### Aim of the exercise
Reproduce the listing below word for word, keeping every line in its original order.

+ + + + + + +

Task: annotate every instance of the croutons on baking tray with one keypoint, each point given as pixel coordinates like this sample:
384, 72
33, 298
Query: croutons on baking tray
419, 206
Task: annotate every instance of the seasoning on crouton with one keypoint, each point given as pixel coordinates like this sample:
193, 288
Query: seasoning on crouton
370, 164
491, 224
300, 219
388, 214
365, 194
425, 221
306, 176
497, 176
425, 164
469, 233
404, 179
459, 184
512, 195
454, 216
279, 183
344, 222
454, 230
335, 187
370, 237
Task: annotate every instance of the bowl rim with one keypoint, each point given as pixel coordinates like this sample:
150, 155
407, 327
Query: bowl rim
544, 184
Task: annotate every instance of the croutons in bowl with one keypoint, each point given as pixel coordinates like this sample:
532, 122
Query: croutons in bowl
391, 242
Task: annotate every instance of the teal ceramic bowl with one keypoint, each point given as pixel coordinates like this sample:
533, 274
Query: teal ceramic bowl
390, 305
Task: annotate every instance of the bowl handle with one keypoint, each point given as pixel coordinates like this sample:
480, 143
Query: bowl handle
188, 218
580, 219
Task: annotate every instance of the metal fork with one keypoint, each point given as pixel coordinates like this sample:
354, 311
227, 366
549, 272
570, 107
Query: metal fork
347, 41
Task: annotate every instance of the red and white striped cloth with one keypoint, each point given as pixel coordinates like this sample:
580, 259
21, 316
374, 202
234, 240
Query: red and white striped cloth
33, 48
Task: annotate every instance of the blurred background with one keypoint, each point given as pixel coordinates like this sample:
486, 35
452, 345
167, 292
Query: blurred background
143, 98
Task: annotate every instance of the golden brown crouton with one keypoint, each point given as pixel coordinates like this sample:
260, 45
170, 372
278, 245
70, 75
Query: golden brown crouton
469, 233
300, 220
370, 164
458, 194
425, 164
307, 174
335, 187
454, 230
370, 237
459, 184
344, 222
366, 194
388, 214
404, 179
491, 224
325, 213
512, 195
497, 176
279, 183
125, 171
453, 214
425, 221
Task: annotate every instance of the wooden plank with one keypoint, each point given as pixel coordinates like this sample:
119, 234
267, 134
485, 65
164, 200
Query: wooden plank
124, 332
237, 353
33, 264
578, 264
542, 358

+ + + + + + +

### Result for this exercise
Task: annotate every instance of the croutons on baking tray with one keypoint, each point given as pixel coordinates like this sample:
384, 72
33, 298
Query: croutons on baking tray
419, 206
Task: annotate every instance of the seasoning on crouton with one keypoint, each point given as pixel coordinates like this sample:
193, 288
Query: seasoning on crouton
370, 164
491, 224
300, 219
388, 214
365, 194
425, 221
306, 176
497, 176
425, 164
469, 233
404, 179
459, 184
512, 195
454, 216
279, 183
344, 222
454, 230
335, 187
370, 237
Task: annotate every instance of the bowl rim with one keypoint, each point given as pixel coordinates like this sample:
150, 155
407, 327
Query: bowl rim
544, 184
Task: annotate every instance of the croutons in bowl with one keypoint, each point given as pixel coordinates like this sample:
532, 122
Query: croutons in bowl
391, 242
Task: annotate every instance of the teal ceramic bowl with one keypoint, each point given as pixel coordinates like this sample:
533, 274
Query: teal ceramic bowl
390, 305
Task: annotate every instance of the bowl handle with one keypoint, each point given as pixel coordinates like this sample:
480, 143
Query: bowl handle
188, 218
580, 219
Task: annotate every instance of the metal fork with one keypoint, each point given as pixel coordinates like this sample:
354, 311
227, 366
549, 272
570, 107
Query: metal fork
347, 41
Task: annotate every instance of the red and white striped cloth with one keypoint, each point given as pixel coordinates like this sample:
580, 259
21, 316
374, 202
234, 240
Query: red and white striped cloth
33, 48
Task: annotate every instance of the blurred background with one keypoint, each point given as pixel coordinates like this sample:
486, 35
452, 345
167, 292
Query: blurred background
143, 98
Task: annotate every instance of the golden brown crouton with one keypoint, each point given as pixel coordinates like this sample:
260, 45
170, 372
278, 245
70, 75
Query: golden brown crouton
469, 233
300, 220
370, 164
458, 194
425, 164
307, 174
335, 187
454, 230
370, 237
459, 184
344, 222
366, 194
388, 214
404, 179
491, 224
325, 213
512, 195
497, 176
279, 183
125, 171
453, 214
425, 221
Task: annotate every instance of the wooden plank with one keypoint, each point given as pixel coordinates like this sample:
119, 234
267, 134
485, 65
164, 200
Query: wooden plank
124, 332
237, 353
33, 264
578, 264
542, 358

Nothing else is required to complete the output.